**SET PROBLEM**
How many lines in the listing below contain the string "alloy"? Reply with the count alone.

**DATA FOR THIS TASK**
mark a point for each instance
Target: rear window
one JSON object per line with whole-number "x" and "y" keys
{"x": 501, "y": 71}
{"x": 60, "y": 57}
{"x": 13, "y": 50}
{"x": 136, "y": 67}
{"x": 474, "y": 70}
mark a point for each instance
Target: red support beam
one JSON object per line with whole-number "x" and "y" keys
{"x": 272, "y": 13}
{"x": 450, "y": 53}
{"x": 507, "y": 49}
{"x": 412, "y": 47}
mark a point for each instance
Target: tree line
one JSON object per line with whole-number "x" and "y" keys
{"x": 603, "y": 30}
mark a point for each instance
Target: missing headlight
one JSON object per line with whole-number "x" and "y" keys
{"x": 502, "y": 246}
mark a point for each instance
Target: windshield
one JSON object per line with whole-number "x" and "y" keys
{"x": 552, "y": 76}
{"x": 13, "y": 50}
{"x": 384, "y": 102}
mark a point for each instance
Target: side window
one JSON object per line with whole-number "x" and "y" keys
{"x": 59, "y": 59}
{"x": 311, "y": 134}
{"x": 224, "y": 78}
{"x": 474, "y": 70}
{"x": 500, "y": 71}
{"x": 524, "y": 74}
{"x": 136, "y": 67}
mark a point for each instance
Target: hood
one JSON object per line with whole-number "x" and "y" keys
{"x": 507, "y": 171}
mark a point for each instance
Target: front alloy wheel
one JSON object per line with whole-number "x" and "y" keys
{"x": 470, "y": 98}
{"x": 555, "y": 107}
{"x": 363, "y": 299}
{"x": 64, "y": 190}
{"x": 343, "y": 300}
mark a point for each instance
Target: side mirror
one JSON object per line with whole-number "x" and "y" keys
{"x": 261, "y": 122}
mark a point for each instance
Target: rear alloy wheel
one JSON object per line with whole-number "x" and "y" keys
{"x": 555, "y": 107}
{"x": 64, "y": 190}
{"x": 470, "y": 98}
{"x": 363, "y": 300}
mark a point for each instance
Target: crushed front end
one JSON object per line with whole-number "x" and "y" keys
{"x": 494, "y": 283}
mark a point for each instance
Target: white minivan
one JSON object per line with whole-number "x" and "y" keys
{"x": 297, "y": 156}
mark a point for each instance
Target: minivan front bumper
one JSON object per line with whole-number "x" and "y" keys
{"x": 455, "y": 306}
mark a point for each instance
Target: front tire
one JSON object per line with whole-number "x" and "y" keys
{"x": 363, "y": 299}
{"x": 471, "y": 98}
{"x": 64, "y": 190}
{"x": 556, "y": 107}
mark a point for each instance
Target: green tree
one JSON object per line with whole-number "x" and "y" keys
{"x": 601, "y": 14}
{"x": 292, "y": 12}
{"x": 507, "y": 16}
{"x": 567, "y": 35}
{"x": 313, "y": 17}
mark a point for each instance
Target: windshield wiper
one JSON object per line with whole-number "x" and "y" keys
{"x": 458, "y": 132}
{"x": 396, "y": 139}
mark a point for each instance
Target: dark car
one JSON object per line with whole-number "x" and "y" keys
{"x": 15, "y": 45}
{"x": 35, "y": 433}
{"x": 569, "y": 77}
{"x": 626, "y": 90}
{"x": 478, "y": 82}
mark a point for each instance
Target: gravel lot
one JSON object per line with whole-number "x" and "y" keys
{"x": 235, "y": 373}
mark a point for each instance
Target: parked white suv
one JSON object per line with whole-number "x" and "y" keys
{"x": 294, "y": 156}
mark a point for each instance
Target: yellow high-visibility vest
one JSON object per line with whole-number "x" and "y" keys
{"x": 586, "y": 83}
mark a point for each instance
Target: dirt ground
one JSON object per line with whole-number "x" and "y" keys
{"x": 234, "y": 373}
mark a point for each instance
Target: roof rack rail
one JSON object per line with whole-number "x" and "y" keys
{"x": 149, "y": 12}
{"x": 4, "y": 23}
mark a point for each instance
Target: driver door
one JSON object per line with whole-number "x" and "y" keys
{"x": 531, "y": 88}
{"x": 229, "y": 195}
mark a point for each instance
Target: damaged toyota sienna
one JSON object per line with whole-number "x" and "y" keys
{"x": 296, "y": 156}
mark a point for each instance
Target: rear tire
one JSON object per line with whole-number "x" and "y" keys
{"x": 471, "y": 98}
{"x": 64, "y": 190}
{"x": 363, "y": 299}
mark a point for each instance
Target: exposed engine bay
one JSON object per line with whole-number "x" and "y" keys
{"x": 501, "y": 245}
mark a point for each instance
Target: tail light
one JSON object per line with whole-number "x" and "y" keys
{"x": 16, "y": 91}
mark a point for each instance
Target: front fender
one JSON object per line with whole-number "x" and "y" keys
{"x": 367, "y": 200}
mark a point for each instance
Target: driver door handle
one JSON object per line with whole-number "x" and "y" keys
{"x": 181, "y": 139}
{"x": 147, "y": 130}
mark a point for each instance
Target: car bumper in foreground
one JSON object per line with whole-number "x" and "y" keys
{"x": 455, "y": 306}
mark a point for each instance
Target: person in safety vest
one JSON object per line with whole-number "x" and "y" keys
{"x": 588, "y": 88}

**CORRECT OUTPUT**
2